→ **Instructions to follow**: Rewrite the records from the line with "The client would like the blue jacket" up to and including the line with "[17,80,47,96]", replacing "client" with "customer" and leaving everything else unchanged.

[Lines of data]

☆ ☆ ☆ ☆

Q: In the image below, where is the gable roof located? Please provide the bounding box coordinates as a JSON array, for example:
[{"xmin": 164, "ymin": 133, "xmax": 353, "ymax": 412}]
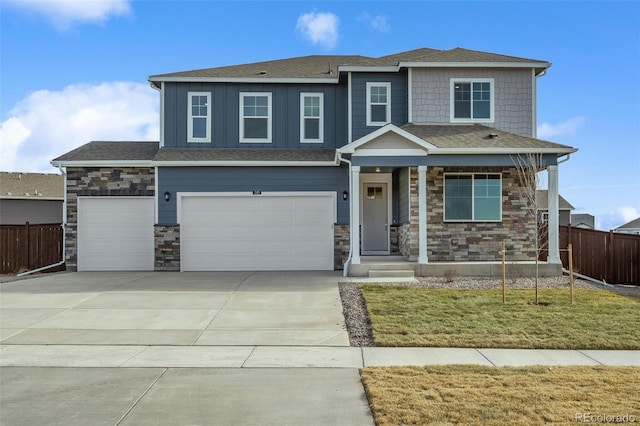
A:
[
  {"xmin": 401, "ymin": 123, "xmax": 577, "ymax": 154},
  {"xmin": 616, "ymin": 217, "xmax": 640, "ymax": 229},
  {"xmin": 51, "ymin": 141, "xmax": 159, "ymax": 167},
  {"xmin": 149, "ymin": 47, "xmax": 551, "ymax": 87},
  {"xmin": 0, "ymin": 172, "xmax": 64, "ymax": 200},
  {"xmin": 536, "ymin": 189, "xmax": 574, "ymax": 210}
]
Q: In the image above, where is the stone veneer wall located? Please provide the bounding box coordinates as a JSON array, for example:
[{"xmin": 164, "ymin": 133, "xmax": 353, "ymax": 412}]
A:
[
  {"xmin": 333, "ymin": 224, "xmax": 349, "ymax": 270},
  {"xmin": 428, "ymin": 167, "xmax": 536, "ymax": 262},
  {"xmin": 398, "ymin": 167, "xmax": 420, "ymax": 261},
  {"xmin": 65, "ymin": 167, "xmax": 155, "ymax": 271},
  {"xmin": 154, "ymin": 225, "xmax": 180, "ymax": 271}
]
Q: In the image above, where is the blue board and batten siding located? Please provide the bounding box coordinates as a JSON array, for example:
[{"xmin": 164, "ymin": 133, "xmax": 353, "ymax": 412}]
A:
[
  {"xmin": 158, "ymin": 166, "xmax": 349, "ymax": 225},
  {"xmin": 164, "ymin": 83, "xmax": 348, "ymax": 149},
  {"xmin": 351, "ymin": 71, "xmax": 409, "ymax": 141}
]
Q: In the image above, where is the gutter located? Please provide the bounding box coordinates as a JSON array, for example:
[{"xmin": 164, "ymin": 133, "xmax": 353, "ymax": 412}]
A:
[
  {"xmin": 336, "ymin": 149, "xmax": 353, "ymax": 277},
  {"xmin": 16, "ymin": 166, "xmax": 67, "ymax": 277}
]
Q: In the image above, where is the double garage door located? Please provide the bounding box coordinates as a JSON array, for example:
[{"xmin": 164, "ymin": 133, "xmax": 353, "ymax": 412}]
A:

☆ ☆ ☆ ☆

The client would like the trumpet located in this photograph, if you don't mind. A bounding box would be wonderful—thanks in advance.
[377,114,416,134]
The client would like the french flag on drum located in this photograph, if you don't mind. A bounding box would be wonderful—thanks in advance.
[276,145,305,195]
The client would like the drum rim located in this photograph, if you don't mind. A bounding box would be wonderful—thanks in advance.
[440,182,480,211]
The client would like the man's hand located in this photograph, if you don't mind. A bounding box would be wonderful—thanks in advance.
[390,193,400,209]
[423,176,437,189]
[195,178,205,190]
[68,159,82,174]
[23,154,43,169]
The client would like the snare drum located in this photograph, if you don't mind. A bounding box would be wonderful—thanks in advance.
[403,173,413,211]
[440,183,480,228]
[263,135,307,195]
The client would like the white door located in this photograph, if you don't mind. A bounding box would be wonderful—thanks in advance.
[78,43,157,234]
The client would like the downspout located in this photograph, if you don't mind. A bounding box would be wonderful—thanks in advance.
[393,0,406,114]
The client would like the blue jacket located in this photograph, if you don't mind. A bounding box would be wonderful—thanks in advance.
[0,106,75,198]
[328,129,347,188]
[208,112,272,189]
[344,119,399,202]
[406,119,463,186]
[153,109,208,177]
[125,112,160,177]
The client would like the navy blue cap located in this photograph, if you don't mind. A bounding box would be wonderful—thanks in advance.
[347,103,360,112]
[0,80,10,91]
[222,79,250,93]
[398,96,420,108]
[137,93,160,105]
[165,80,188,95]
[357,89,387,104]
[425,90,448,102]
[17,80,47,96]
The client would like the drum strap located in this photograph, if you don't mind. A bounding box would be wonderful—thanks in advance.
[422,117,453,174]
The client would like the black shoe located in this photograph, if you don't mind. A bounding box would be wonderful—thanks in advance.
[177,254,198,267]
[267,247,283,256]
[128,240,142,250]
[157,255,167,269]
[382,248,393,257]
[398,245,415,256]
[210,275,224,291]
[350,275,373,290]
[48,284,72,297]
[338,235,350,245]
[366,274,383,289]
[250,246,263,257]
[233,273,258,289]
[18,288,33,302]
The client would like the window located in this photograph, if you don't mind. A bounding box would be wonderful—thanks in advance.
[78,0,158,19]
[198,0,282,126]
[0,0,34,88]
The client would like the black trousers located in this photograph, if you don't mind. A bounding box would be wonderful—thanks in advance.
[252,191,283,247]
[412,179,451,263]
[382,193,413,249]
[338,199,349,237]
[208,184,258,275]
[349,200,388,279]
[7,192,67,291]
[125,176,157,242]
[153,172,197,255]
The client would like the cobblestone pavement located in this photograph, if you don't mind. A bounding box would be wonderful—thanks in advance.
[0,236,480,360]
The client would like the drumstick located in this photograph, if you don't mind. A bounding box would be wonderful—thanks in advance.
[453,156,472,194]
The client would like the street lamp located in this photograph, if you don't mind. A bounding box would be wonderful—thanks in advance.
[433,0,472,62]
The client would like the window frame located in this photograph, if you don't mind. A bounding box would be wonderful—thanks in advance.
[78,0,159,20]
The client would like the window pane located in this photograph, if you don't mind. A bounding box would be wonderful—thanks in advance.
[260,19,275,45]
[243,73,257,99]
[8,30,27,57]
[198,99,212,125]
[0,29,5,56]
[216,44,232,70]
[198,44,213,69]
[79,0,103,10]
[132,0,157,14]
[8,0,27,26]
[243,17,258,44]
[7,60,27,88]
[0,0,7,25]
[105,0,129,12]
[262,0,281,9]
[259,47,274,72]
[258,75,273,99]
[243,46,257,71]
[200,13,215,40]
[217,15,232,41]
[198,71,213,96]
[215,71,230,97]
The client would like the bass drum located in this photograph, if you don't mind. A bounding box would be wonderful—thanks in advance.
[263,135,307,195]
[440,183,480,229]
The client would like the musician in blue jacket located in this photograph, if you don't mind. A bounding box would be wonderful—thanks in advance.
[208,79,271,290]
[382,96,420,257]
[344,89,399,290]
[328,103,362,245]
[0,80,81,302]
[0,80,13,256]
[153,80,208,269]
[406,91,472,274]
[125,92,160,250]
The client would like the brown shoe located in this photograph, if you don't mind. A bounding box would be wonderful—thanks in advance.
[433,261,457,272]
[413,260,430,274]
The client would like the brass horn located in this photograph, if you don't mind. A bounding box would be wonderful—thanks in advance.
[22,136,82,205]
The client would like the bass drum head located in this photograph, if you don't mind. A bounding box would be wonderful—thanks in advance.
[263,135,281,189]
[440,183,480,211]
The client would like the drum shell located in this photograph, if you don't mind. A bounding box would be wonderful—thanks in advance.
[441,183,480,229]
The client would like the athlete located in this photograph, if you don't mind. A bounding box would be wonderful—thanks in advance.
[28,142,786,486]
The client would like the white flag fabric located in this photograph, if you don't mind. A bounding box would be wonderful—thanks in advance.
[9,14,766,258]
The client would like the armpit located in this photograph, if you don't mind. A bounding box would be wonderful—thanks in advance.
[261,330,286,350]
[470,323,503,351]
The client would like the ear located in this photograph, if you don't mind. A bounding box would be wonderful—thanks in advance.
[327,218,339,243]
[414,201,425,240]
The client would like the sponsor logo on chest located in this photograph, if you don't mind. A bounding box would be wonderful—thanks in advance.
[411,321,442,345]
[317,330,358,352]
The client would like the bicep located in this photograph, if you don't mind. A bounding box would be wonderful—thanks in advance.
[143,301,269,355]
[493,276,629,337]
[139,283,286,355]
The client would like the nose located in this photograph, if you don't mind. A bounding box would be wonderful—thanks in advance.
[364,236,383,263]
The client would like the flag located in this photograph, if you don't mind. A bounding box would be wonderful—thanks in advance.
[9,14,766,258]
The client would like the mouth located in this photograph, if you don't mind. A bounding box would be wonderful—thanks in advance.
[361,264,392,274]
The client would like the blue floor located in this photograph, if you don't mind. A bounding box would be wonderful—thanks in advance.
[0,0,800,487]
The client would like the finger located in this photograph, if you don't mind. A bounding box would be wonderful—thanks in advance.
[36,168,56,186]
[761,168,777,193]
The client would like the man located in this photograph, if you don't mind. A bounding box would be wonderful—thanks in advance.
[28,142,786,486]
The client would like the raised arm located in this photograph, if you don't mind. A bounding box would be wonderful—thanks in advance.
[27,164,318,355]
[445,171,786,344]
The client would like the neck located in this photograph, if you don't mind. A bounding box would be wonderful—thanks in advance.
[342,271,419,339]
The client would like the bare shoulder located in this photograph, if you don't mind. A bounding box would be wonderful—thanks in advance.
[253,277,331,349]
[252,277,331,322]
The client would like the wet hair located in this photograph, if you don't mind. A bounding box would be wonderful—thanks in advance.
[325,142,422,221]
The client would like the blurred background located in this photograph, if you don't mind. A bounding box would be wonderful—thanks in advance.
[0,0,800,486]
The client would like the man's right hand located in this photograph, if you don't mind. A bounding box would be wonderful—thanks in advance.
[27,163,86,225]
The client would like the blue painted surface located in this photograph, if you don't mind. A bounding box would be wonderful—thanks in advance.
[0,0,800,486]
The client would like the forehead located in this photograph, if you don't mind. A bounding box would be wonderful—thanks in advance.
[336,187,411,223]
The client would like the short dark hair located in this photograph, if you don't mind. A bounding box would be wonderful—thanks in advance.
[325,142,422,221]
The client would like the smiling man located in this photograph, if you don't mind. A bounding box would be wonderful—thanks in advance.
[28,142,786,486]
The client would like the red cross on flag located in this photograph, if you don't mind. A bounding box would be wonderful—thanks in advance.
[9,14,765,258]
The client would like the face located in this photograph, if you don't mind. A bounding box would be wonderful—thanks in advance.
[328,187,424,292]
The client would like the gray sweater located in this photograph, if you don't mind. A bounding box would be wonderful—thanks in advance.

☆ ☆ ☆ ☆

→ **Result**:
The customer would like the blue jacket located in this photograph, if you don't mind. A bounding box would be wonderful—thanks in advance.
[0,106,75,198]
[328,129,347,188]
[208,112,272,189]
[344,119,399,202]
[406,119,463,186]
[153,109,208,177]
[125,112,160,177]
The customer would like the navy blue cap located in this photograph, if you don't mind. A bounding box would be wonderful—thanks in advance.
[347,103,360,112]
[0,80,10,91]
[222,79,250,93]
[398,96,420,108]
[137,93,160,105]
[165,80,188,95]
[357,89,387,104]
[425,90,448,102]
[17,80,47,96]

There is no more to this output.